■ **What needs to be done**:
Copy every line from the one containing "TARGET = teen boy in white cap" through the last line of the records below, both included, and nothing else.

■ **Given entries**:
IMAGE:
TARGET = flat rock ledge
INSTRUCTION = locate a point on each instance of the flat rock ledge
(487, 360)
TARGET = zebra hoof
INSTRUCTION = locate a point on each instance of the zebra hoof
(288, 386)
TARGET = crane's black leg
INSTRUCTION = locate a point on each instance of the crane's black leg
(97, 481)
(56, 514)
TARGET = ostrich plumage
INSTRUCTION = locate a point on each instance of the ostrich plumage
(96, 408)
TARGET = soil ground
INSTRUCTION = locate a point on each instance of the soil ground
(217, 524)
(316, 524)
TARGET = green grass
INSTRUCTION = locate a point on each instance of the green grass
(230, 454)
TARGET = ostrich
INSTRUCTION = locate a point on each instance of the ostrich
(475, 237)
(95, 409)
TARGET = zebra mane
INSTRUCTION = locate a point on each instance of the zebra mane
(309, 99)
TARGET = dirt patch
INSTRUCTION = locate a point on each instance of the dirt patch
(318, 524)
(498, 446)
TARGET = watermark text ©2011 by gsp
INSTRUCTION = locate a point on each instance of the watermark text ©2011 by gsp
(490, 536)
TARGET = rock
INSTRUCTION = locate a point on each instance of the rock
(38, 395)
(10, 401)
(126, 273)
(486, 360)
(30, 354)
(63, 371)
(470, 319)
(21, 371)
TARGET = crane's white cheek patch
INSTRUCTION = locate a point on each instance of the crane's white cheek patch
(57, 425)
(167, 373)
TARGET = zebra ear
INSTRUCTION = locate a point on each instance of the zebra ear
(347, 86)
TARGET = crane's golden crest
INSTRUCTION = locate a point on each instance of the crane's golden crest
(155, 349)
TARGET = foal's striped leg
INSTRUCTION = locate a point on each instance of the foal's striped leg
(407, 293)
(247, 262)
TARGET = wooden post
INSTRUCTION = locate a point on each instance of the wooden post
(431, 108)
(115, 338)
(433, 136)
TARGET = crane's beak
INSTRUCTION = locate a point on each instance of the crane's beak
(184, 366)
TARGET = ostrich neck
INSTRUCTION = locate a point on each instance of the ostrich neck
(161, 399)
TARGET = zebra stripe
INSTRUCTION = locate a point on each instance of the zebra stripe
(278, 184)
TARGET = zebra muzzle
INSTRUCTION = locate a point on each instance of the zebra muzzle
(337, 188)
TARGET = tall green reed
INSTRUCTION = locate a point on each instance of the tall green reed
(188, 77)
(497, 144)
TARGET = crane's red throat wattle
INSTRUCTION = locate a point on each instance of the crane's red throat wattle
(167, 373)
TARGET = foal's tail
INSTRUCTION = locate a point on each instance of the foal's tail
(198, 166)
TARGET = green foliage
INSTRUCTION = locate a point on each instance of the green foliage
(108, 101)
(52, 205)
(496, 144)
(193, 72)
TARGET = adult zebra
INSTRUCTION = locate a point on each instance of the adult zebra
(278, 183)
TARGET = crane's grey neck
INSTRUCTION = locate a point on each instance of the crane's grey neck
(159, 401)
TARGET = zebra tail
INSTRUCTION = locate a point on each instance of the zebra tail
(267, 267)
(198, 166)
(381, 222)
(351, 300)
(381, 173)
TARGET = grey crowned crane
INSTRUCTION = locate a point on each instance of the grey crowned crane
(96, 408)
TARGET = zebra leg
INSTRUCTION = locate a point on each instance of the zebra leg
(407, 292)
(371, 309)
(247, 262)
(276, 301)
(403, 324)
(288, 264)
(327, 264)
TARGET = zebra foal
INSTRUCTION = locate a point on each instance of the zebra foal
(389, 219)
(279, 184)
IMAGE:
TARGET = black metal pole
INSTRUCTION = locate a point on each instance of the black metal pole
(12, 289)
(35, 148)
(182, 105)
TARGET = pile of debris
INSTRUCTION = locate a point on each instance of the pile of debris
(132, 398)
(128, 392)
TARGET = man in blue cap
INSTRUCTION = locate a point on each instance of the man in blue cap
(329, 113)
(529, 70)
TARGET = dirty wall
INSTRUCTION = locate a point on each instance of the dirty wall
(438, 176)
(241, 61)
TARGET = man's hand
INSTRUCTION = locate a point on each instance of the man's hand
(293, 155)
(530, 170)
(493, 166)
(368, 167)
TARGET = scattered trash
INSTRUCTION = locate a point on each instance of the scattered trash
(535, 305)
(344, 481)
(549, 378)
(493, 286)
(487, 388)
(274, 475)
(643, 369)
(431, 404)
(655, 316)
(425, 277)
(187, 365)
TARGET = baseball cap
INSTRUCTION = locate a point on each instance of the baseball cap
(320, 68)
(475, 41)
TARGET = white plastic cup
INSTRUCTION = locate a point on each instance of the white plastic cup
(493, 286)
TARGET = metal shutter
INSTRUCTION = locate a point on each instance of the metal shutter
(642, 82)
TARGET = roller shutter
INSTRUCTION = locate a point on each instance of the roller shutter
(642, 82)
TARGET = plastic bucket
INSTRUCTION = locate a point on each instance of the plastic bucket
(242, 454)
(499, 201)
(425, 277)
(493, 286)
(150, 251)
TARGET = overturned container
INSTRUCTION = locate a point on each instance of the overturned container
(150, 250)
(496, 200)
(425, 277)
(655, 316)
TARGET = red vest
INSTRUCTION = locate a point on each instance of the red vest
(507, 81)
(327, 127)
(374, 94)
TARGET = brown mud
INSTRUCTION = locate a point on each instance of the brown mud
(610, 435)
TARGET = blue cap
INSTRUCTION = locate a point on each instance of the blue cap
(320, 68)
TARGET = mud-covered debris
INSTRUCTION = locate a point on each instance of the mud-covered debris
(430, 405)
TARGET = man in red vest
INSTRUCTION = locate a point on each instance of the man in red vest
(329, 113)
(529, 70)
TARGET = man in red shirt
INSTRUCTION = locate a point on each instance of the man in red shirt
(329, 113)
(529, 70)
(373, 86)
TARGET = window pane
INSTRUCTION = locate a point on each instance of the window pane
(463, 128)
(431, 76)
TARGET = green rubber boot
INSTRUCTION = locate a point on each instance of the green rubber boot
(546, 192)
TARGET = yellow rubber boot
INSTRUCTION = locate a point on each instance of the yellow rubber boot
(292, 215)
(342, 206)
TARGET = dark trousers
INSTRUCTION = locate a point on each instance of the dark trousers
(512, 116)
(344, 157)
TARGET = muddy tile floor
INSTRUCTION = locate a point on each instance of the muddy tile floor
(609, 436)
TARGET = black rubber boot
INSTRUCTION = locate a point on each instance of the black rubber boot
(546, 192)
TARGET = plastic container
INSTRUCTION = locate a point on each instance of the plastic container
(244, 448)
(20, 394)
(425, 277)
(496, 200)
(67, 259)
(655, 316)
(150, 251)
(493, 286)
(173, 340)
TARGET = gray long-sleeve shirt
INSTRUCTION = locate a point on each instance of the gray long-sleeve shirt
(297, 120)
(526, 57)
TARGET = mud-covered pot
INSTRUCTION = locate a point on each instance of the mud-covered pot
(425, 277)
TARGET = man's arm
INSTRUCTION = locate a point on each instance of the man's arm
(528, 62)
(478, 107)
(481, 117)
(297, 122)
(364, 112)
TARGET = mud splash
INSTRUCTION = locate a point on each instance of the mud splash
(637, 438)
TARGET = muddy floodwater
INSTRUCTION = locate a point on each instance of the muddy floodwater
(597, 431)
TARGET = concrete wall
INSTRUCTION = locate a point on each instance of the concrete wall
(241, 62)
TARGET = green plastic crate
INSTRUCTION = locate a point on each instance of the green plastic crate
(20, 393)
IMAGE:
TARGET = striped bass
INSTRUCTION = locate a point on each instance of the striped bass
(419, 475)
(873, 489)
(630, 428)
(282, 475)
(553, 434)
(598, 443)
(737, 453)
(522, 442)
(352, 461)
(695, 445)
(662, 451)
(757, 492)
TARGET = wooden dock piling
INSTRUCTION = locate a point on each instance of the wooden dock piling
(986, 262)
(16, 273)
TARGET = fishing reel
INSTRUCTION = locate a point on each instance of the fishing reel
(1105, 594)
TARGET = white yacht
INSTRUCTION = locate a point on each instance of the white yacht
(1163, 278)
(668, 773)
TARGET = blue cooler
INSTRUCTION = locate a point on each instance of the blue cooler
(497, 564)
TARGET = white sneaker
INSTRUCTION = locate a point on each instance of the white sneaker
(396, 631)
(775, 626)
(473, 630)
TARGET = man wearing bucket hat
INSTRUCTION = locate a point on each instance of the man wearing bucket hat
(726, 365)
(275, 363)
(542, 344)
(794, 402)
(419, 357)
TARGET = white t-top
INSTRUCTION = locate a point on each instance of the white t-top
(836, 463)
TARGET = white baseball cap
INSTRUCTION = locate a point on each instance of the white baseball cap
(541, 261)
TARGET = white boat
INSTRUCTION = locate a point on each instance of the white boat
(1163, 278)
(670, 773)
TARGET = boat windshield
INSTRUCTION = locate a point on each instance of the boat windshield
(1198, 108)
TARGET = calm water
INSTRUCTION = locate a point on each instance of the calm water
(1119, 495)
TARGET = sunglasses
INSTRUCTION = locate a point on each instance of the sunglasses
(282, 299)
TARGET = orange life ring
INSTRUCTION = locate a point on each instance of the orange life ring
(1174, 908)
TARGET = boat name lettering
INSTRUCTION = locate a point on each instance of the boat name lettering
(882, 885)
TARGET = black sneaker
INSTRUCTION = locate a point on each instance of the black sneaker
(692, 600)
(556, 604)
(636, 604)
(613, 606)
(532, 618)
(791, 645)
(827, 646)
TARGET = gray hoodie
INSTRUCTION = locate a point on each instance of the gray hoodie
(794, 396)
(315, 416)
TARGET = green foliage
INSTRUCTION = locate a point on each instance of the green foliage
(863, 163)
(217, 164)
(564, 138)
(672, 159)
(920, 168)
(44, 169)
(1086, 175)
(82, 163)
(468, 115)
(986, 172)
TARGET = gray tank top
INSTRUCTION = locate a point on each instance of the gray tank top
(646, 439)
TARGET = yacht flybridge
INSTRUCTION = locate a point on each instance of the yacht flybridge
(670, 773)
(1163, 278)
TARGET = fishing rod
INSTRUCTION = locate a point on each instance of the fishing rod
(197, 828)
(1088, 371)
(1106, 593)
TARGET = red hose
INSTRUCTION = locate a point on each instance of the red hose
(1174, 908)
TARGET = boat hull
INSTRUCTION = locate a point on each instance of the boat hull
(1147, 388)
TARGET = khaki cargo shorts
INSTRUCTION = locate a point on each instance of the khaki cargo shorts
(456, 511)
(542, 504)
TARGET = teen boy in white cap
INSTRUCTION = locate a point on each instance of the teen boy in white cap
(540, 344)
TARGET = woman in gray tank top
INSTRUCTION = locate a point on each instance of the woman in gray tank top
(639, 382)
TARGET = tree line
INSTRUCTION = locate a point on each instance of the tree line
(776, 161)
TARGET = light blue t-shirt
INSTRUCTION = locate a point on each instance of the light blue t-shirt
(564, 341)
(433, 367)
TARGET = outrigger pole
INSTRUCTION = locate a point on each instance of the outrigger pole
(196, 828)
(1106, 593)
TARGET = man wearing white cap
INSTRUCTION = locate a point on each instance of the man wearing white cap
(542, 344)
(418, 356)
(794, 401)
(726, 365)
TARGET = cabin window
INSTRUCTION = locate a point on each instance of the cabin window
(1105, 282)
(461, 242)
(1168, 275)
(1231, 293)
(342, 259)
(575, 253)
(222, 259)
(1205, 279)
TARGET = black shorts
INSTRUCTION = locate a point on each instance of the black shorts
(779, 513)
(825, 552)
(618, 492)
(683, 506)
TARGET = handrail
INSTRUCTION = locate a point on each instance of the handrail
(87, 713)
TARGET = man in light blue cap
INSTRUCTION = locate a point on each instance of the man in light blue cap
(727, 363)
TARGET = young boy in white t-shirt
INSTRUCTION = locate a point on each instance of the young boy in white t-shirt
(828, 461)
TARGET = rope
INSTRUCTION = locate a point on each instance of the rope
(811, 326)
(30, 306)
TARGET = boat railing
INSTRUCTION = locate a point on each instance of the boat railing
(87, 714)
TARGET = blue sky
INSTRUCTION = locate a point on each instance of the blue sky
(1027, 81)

■ **Answer to this task**:
TARGET = teen boy in white cap
INSTRUCTION = locate a point on each instance of the teen boy in white cap
(540, 344)
TARGET = woman in gray tank top
INSTRUCTION = locate a point on each instance of the woman in gray tank top
(639, 382)
TARGET = tree line
INSTRUCTION = locate a point on each instance of the tree line
(776, 161)
TARGET = light blue t-shirt
INSTRUCTION = locate a point on each instance of the light blue t-shirt
(564, 341)
(433, 367)
TARGET = outrigger pole
INSTRUCTION = locate a point on each instance of the outrigger pole
(196, 828)
(1106, 593)
TARGET = man wearing white cap
INSTRUCTION = locate a point on each instance of the man wearing white cap
(542, 344)
(418, 356)
(794, 401)
(726, 365)
TARGET = cabin window
INSTRUCTION = locate a point on each instance of the cabin window
(1105, 282)
(461, 242)
(1168, 275)
(1231, 293)
(342, 259)
(575, 253)
(222, 259)
(1205, 279)
TARGET = black shorts
INSTRUCTION = locate a point on each instance of the black shorts
(779, 513)
(825, 552)
(618, 492)
(683, 506)
TARGET = handrail
INSTRUCTION = locate a point on each instance of the handrail
(87, 713)
TARGET = man in light blue cap
INSTRUCTION = locate a point on each instance of the man in light blue cap
(727, 363)
TARGET = young boy in white t-shirt
INSTRUCTION = locate a point on each instance of the young boy in white t-shirt
(828, 461)
TARGET = rope
INSTRUCTION = locate a point on each instance of the rope
(811, 326)
(30, 306)
TARGET = boat railing
INSTRUCTION = locate a point on each instance of the boat railing
(87, 714)
TARGET = blue sky
INSTRUCTION = locate a point on each instance of the blue sky
(1027, 81)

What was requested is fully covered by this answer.